» Objective
Working from the line that contains "Where can the gravel" down to the last line below, repeat each line exactly.

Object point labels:
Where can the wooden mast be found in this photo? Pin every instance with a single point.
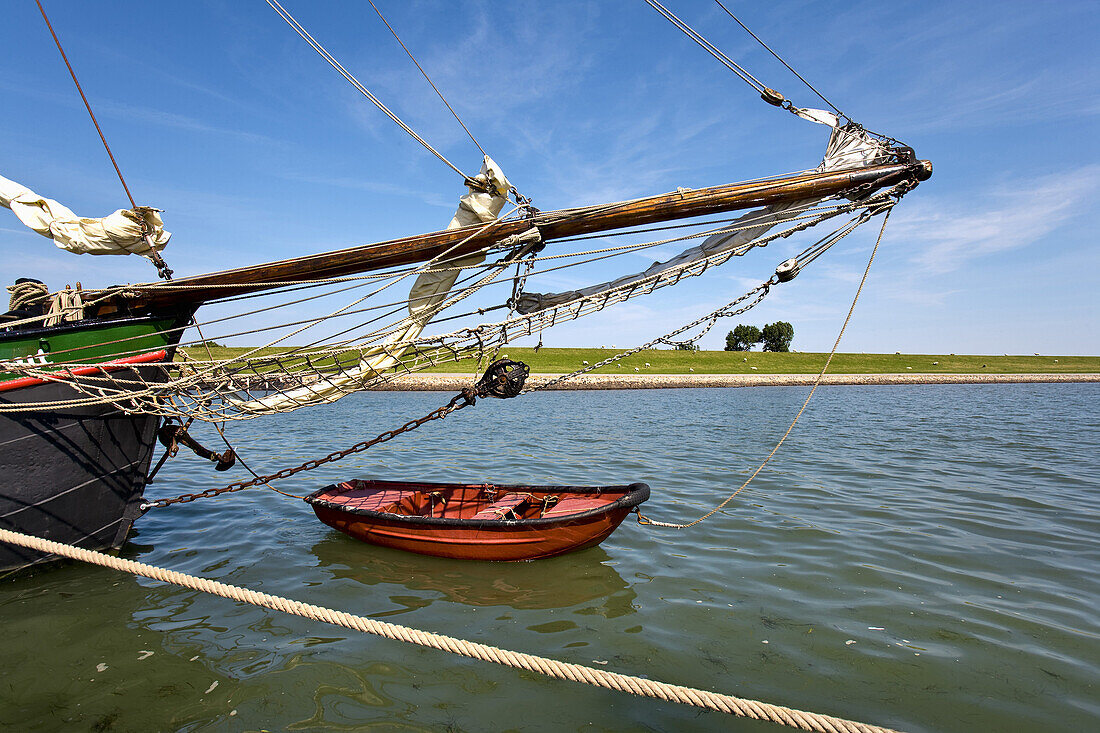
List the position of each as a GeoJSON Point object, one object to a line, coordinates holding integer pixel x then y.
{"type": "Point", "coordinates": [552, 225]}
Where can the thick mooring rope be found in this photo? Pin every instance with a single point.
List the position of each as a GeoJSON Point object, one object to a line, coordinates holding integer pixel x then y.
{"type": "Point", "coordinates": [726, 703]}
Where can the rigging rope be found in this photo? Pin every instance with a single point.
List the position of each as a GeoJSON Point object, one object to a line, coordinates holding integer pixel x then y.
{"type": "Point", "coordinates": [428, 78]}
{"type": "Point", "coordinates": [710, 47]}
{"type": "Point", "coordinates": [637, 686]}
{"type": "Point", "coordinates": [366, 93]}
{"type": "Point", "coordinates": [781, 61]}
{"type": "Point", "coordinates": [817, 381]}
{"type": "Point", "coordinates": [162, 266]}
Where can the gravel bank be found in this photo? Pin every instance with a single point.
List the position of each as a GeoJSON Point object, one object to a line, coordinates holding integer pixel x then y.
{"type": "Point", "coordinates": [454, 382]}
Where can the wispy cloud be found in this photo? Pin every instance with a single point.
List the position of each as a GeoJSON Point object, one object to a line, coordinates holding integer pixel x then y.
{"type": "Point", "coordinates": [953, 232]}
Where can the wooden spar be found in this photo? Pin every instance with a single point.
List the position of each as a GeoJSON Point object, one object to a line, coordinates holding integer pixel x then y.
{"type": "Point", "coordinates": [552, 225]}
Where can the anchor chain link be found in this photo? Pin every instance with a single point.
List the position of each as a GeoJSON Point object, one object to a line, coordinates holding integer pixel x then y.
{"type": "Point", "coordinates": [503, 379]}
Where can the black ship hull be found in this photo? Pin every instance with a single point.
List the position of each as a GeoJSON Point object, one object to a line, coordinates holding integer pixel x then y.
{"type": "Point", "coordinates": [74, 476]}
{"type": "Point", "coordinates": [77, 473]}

» Expected answer
Where can the gravel bank be found in this photo? Pin every instance with a single point.
List the position of each as a GeoJSON Point object, one object to a line, coordinates holding integer pixel x then y.
{"type": "Point", "coordinates": [454, 382]}
Where can the wispy cloud be found in this photo? Pin every instance with a single point.
List the position of each as a GeoJSON Point object, one object to a line, coordinates holding integer pixel x then y.
{"type": "Point", "coordinates": [953, 232]}
Where can the wooden spar be found in this photo? Pin every instance with a single point.
List the position of each as a GeoJSON Point object, one object to a line, coordinates holding integer pixel x then y.
{"type": "Point", "coordinates": [552, 225]}
Where can the anchor chain link be found in this photo? Pin every instance with a single point.
List the position of each as a GeoJSON Point object, one object to a line, coordinates holding integer pixel x then y.
{"type": "Point", "coordinates": [503, 379]}
Where can the black ship hull be found in this photo? Pin every instance with a single point.
List the position of each as a GeoJSON Point object, one object to a line, coordinates holding integer pixel x then y.
{"type": "Point", "coordinates": [74, 476]}
{"type": "Point", "coordinates": [77, 473]}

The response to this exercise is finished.